-- Input --

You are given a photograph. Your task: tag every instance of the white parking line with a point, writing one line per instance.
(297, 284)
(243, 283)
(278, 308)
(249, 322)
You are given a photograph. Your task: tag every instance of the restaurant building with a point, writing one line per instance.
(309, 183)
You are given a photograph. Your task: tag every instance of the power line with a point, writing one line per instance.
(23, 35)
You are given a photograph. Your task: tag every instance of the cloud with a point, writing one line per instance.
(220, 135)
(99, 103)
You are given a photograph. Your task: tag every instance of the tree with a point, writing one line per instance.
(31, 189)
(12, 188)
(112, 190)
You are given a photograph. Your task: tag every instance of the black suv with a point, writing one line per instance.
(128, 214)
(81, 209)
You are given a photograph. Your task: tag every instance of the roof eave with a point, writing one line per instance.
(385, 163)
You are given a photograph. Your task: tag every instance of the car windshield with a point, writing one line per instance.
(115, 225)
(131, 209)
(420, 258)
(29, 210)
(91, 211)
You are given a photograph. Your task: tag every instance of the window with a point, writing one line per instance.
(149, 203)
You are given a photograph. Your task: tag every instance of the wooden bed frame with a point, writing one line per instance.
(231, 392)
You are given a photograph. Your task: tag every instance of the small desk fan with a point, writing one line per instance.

-- Set exercise --
Rewrite the stretch from the line containing "of the black" through the end of the records, requests included, and shift every coordinate in the points by -124.

-- Written reply --
You are given a photograph. Your task: tag every instance of the black suv with a point, writing one line per instance.
(4, 90)
(-43, 85)
You are given a photograph. Your task: tag every instance of the roof eave with a point, writing one line per instance.
(261, 39)
You are given a photograph. Your task: tag every instance of the car windshield with a point, writing one line per instance.
(-9, 101)
(7, 85)
(296, 134)
(-95, 86)
(-33, 87)
You are given a photograph. Your task: tag every instance of the window with a point, writing one line per instance.
(25, 79)
You are given a photograph. Your task: tag every instance of the wooden bed frame with a point, writing one line per instance.
(107, 268)
You are given a photograph. Your task: tag every instance of the small desk fan with a point, writing one line per instance.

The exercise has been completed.